* **Exercise**:
Rewrite the items below, changing each "rough mask" to "coarse mask" and leaving everything else as it is; omit the pictures from your answer.

* **Records provided**:
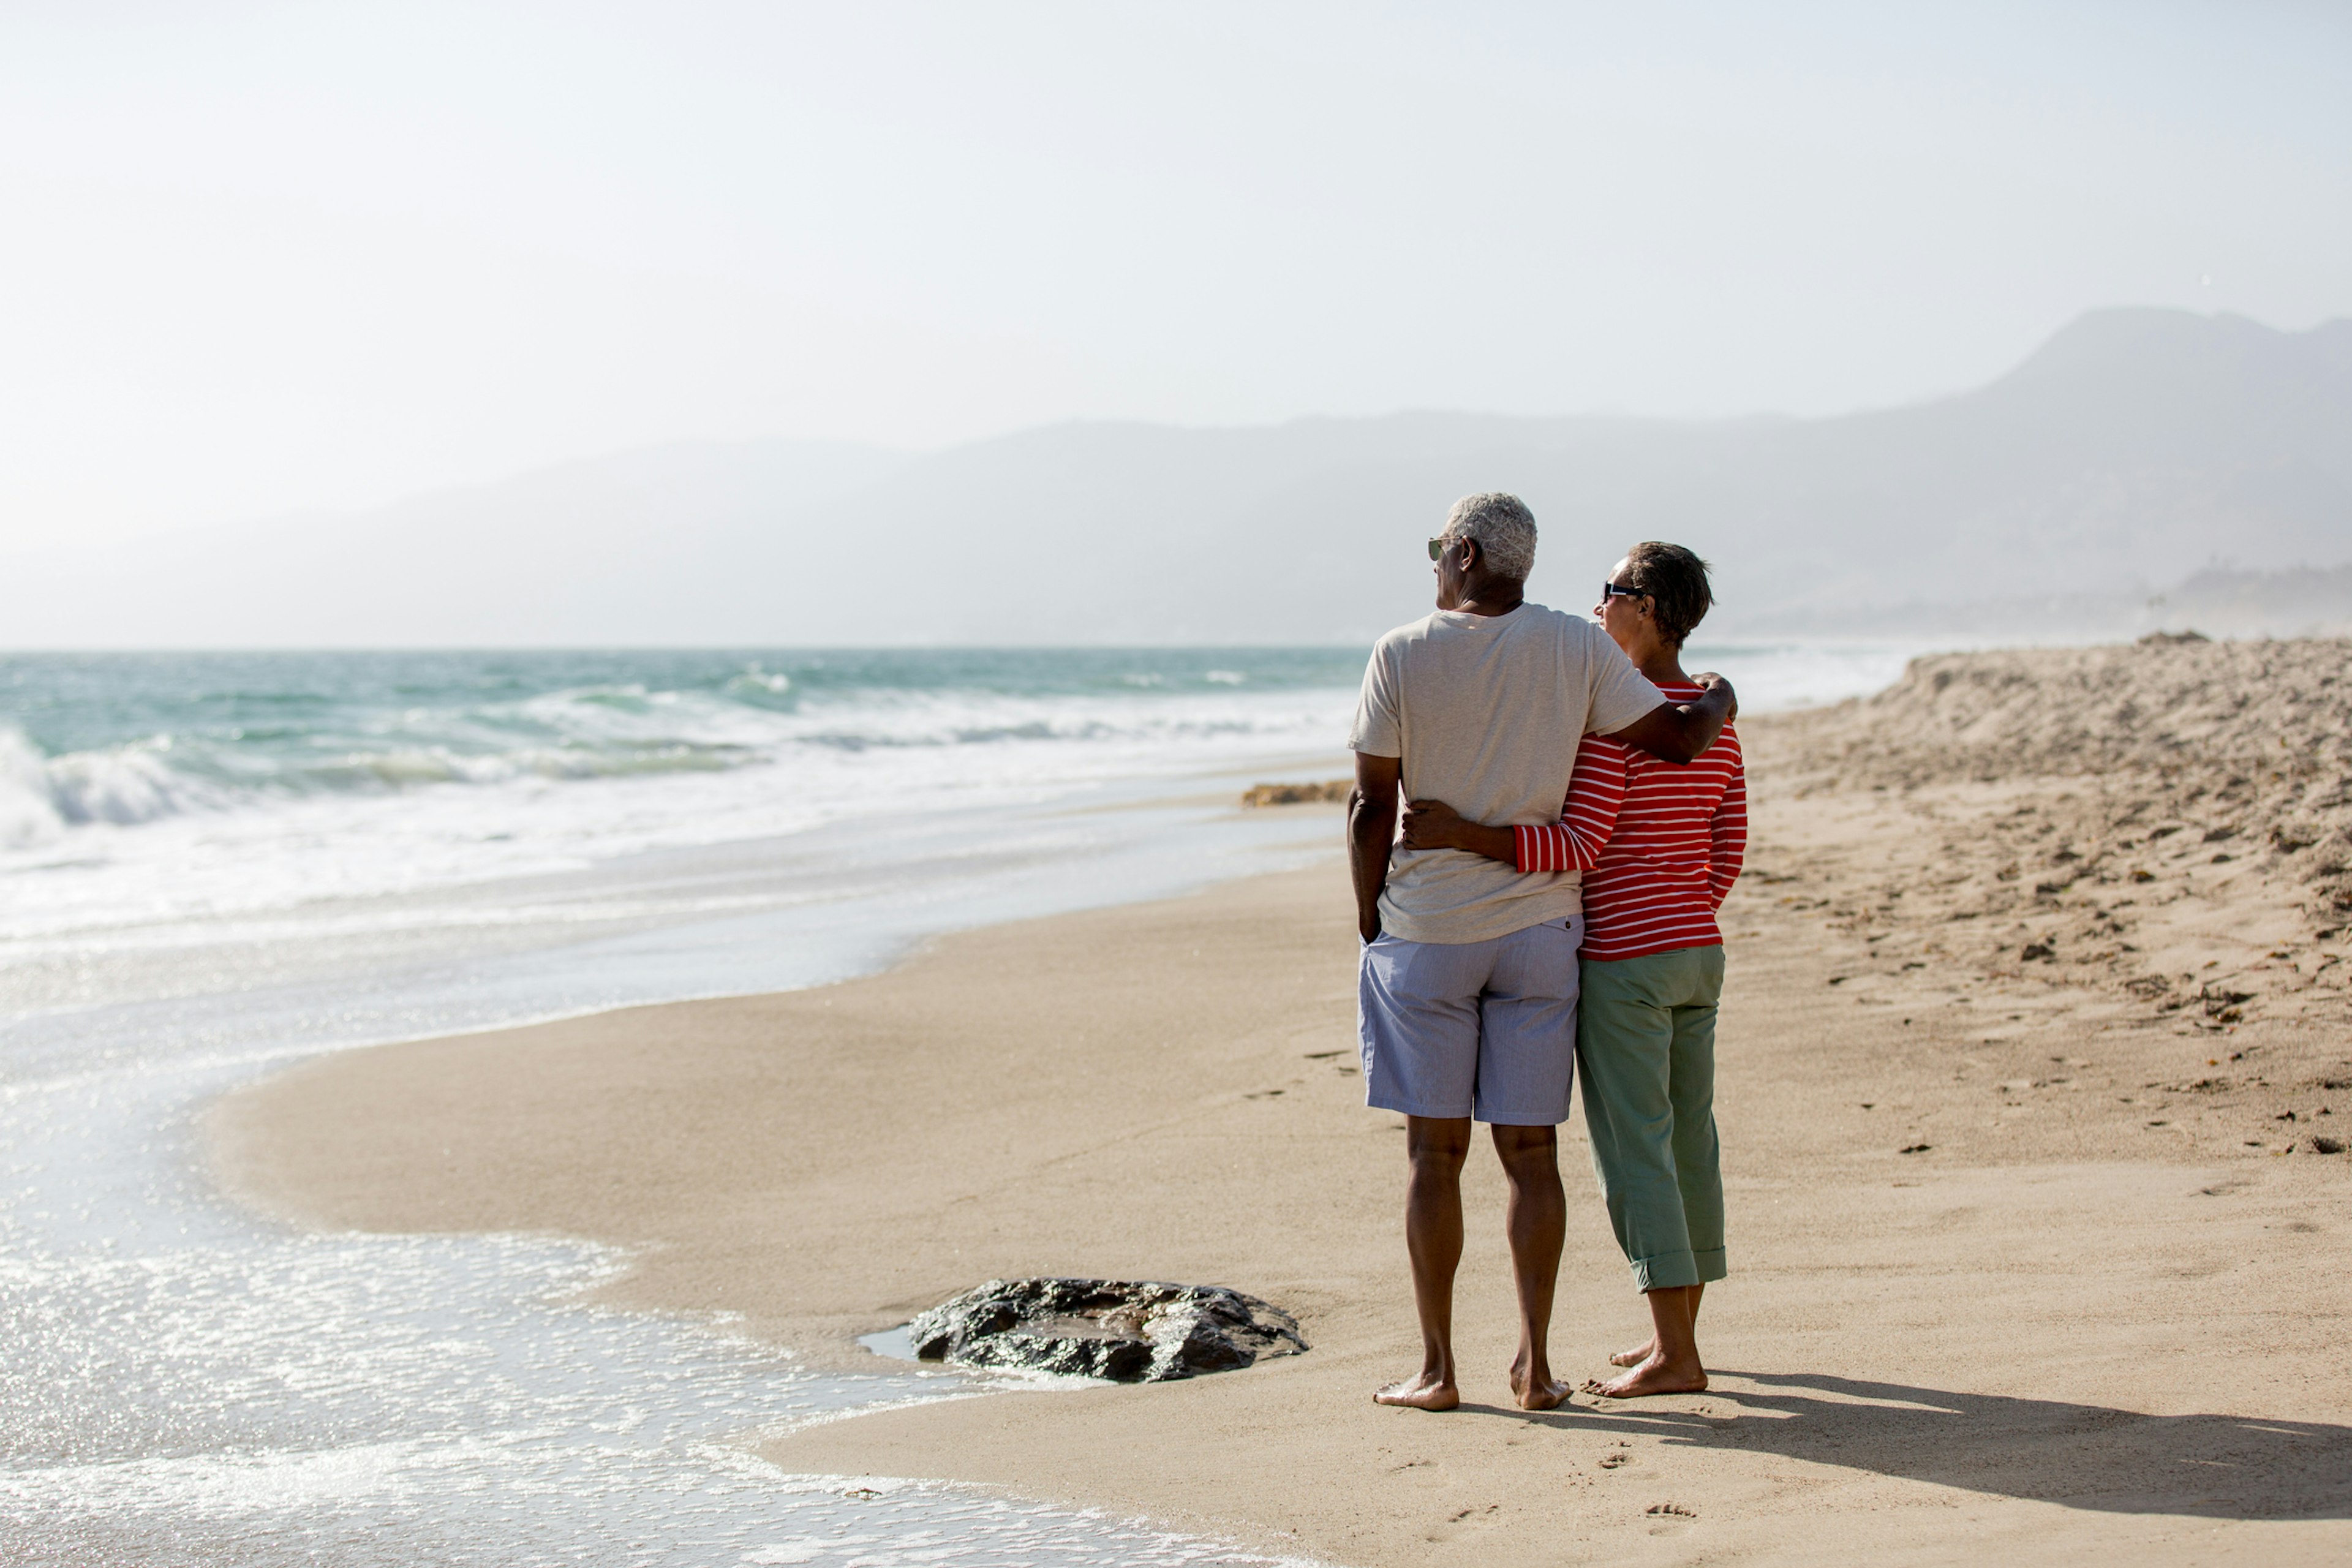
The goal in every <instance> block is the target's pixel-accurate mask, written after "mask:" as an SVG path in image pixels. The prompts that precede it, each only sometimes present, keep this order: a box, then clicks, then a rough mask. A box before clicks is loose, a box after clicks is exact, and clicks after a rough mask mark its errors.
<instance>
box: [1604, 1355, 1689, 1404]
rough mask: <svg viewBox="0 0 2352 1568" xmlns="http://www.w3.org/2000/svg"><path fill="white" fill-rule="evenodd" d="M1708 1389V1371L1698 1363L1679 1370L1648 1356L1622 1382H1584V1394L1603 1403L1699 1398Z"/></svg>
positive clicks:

* **Output for this exercise**:
The goal in every <instance> block is the target's pixel-accurate mask, written after "mask:" as an SVG path in image pixels. The prompts that precede it, each only sometimes present, keep this order: a box, then clicks, then a coarse mask. A box before clicks is loose, a box after clicks is exact, and clicks after a coarse mask mark its errors.
<instance>
box: [1604, 1355, 1689, 1404]
coarse mask: <svg viewBox="0 0 2352 1568" xmlns="http://www.w3.org/2000/svg"><path fill="white" fill-rule="evenodd" d="M1708 1389V1371L1698 1363L1679 1370L1648 1356L1622 1382H1584V1394L1603 1403L1699 1398Z"/></svg>
positive clicks:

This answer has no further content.